:: PAGE EXTRACT ::

Note that these changes do not allow sideloading apps downloaded directly from websites, as Mac users have been accustomed to for decades. Every app must still be downloaded from an app marketplace, whether Apple’s App Store or someone else’s. However, you’ll download those alternative app marketplaces from the Web: “Marketplace apps may only be installed from the marketplace developer’s website.”

Also, as John Gruber of Daring Fireball points out, many of these changes, such as alternative app marketplaces and non-WebKit Web browsers—are coming only to the iPhone and not the iPad.

Apple Doth Protest

If this all seems very confusing, that’s at least partially intentional on Apple’s part. The company was emphatic about how it is complying with the new EU requirements only under duress.

Apple’s announcement is so bitter that we assume the PR team was biting into whole grapefruits while writing it. The press release laments:

The new options for processing payments and downloading apps on iOS open new avenues for malware, fraud and scams, illicit and harmful content, and other privacy and security threats.

:::
:: RECORDED DATA ::

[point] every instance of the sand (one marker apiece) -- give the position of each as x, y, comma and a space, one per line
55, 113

:::

> JOBS:
1. In the passage about Apple's EU app changes, where may marketplace apps be installed from?
2. Copy the passage about Apple's EU app changes word for word, starting at "If this all" and ending at "only under duress.".

> THE SOLUTIONS:
1. Marketplace apps may only be installed from the marketplace developer's website.

2.
If this all seems very confusing, that’s at least partially intentional on Apple’s part. The company was emphatic about how it is complying with the new EU requirements only under duress.